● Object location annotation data
========================
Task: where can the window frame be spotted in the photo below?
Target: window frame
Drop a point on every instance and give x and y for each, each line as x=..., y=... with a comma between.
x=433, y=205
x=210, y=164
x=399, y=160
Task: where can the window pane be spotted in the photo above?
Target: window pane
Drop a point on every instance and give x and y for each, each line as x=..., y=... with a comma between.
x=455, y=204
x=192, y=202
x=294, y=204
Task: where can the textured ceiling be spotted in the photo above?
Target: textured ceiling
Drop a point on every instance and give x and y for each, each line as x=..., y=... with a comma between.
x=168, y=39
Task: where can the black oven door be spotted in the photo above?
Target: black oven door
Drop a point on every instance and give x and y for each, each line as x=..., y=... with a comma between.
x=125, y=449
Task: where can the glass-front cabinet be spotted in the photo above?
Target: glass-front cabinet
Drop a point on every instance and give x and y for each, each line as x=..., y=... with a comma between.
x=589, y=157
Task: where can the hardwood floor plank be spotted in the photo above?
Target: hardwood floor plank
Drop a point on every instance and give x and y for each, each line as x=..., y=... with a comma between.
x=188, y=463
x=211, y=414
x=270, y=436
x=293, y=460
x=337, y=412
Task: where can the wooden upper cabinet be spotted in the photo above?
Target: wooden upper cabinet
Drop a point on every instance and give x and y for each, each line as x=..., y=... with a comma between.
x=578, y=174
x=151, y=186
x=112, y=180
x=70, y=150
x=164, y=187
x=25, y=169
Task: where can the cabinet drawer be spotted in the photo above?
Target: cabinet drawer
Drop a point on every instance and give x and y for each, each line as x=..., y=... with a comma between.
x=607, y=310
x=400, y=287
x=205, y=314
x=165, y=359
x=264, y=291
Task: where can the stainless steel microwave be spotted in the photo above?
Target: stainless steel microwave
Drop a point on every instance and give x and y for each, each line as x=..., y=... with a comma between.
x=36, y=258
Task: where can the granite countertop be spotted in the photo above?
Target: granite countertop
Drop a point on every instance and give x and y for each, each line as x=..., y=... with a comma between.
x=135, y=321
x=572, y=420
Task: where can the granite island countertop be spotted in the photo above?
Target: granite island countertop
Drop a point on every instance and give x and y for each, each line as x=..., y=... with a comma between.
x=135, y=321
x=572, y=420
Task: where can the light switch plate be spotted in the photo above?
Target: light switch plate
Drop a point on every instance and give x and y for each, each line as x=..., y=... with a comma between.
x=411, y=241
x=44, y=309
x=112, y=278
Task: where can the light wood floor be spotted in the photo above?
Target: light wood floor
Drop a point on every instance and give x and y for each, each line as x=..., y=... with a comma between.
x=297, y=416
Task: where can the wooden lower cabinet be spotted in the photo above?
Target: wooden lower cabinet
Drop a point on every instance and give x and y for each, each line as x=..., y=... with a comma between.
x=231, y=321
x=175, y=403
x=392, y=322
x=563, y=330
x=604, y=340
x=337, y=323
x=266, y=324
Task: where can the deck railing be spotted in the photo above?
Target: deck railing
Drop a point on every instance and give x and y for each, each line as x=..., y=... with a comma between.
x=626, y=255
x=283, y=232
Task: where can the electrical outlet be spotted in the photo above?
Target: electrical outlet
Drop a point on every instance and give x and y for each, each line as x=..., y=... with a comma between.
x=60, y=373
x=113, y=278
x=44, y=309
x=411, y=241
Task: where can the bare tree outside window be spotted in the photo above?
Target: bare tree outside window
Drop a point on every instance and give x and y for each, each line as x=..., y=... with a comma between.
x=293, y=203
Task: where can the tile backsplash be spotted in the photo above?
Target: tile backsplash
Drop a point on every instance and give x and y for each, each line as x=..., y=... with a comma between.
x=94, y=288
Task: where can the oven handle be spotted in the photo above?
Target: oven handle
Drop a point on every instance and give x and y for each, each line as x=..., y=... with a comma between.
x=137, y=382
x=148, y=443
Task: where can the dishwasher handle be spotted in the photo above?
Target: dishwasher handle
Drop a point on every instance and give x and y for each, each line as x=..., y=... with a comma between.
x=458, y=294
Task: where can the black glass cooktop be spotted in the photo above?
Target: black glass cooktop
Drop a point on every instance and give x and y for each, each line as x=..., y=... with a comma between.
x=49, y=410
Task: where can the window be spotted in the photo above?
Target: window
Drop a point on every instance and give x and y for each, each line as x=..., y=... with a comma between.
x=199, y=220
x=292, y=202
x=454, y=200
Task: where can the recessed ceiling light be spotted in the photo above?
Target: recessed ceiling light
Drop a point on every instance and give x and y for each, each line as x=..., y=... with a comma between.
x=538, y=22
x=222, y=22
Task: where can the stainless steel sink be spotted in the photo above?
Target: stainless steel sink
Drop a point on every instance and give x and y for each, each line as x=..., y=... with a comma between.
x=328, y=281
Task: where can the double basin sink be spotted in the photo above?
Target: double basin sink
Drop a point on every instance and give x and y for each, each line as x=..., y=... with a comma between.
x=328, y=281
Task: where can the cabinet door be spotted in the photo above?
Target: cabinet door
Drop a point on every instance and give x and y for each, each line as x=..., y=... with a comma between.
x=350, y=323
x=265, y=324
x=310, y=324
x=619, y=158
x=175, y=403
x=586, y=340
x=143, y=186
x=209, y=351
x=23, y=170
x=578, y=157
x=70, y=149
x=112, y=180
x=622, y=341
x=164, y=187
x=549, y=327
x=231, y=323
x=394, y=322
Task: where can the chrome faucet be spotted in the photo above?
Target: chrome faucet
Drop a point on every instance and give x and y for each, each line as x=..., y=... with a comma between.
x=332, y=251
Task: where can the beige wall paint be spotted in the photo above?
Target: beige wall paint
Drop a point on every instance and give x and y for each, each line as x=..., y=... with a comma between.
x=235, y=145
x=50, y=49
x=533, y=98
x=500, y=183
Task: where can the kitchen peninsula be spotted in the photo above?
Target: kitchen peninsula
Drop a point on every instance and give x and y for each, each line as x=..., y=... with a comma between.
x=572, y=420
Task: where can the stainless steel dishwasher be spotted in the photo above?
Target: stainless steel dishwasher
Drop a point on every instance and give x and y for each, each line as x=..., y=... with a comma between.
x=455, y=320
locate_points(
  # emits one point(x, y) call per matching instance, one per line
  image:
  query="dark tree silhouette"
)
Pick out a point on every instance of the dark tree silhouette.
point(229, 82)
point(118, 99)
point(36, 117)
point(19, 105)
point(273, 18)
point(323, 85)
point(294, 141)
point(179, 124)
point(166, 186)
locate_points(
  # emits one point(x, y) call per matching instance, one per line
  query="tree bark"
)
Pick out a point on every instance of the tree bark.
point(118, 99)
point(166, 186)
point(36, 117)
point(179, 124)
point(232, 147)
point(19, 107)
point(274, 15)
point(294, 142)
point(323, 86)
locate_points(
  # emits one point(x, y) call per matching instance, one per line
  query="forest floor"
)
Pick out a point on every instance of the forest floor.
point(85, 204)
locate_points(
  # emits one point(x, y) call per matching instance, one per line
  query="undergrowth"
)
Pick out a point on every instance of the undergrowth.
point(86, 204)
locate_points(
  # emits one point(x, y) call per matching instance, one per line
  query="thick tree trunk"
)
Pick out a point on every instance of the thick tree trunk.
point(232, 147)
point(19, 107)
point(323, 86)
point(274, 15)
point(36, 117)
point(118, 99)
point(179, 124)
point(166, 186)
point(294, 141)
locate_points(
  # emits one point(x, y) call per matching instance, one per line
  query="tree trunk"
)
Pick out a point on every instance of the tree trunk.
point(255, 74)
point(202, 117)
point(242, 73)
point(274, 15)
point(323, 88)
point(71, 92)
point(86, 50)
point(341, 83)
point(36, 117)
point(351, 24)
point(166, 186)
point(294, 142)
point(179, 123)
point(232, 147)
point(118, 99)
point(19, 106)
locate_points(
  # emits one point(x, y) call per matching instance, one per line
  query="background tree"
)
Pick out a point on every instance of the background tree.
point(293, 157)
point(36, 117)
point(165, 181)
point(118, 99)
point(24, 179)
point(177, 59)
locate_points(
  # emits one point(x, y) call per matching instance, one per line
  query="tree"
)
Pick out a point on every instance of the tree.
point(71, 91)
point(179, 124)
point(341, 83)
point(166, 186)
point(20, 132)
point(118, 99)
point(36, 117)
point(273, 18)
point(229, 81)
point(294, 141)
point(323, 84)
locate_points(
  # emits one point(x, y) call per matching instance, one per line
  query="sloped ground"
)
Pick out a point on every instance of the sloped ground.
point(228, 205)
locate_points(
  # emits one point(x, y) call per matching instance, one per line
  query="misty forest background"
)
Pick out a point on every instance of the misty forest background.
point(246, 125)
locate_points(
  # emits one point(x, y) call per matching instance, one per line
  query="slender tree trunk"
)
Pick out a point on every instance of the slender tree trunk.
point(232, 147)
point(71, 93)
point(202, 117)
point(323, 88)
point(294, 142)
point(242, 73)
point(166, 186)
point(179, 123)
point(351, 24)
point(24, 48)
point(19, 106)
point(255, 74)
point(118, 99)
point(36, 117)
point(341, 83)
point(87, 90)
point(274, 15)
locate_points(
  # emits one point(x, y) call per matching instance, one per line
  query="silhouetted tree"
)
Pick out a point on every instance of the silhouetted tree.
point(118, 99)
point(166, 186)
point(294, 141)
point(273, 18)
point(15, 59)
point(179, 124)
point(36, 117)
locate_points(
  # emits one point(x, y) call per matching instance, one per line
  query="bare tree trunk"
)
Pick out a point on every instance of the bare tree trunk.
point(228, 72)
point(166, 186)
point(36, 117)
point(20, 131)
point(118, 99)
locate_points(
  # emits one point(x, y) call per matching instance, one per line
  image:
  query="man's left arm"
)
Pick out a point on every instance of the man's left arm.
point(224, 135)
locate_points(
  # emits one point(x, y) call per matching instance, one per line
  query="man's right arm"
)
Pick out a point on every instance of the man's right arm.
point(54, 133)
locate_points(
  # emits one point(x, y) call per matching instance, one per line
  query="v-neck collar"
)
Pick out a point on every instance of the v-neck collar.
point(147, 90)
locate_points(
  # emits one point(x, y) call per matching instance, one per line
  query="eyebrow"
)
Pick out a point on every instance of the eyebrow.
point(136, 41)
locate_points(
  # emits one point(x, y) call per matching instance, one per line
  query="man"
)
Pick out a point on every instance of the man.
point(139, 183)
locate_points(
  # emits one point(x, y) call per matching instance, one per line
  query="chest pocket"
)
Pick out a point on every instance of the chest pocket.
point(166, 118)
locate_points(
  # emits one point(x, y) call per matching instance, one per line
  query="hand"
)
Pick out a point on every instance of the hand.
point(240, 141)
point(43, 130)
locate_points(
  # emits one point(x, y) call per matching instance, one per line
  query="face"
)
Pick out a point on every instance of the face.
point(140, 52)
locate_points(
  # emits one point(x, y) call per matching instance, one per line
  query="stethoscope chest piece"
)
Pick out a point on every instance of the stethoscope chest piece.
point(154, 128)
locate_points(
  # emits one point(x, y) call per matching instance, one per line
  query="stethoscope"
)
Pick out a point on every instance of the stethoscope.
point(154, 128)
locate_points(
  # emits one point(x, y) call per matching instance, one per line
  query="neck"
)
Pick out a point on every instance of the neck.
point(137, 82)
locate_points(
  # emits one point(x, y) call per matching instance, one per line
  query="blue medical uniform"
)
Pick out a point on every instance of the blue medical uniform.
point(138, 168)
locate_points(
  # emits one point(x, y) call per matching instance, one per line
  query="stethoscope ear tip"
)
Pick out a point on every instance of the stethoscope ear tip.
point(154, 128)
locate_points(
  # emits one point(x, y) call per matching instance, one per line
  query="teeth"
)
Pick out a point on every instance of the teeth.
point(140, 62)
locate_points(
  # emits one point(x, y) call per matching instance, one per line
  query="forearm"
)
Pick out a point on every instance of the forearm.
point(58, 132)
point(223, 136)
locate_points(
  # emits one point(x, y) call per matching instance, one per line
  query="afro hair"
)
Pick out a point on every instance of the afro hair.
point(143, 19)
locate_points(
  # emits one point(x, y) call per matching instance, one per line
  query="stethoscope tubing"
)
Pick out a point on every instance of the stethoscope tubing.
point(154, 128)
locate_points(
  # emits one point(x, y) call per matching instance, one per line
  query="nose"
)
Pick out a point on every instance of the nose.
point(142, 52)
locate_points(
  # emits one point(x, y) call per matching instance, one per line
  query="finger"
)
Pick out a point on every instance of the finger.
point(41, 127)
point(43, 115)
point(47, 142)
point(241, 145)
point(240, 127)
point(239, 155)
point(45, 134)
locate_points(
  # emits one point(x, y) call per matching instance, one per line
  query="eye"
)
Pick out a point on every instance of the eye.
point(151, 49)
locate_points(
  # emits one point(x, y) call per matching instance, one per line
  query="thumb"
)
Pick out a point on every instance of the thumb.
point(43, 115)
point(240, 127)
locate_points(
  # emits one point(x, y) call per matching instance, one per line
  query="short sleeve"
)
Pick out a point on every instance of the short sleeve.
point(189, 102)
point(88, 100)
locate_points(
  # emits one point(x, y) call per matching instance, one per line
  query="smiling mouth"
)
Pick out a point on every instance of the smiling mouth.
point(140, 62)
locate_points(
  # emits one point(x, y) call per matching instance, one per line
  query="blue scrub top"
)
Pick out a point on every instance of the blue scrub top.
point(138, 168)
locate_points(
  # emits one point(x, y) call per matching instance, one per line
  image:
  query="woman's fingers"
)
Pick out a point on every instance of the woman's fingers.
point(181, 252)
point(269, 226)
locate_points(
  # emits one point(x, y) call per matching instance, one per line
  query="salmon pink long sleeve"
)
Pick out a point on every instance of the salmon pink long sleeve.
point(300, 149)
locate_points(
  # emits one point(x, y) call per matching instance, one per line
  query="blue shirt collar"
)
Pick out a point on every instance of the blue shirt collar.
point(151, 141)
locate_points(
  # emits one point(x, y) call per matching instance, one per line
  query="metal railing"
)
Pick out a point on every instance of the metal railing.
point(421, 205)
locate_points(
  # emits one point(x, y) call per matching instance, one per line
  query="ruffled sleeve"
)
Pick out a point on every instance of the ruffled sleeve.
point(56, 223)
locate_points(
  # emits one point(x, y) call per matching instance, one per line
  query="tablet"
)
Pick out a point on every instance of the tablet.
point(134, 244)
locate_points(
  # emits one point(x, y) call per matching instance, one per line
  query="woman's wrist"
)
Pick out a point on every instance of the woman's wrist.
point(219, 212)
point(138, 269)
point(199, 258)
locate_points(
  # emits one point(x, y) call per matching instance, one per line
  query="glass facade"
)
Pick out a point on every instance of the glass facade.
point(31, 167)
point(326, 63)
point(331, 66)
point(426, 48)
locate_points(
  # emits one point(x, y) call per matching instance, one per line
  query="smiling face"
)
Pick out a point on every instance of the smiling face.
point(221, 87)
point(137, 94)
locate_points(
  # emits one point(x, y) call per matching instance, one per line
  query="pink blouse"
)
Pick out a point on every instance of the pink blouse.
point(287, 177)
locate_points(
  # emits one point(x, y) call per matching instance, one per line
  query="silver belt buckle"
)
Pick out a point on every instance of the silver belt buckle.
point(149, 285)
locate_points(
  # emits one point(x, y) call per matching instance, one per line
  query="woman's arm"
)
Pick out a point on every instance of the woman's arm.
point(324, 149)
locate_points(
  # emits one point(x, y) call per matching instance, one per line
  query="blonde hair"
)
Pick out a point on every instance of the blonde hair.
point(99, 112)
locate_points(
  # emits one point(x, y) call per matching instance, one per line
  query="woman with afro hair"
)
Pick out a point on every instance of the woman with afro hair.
========================
● Your objective
List every line in the rows above that contains the string "textured", matching its case exactly.

● Output below
Task: where can the textured ceiling be spotted in the photo above?
Target: textured ceiling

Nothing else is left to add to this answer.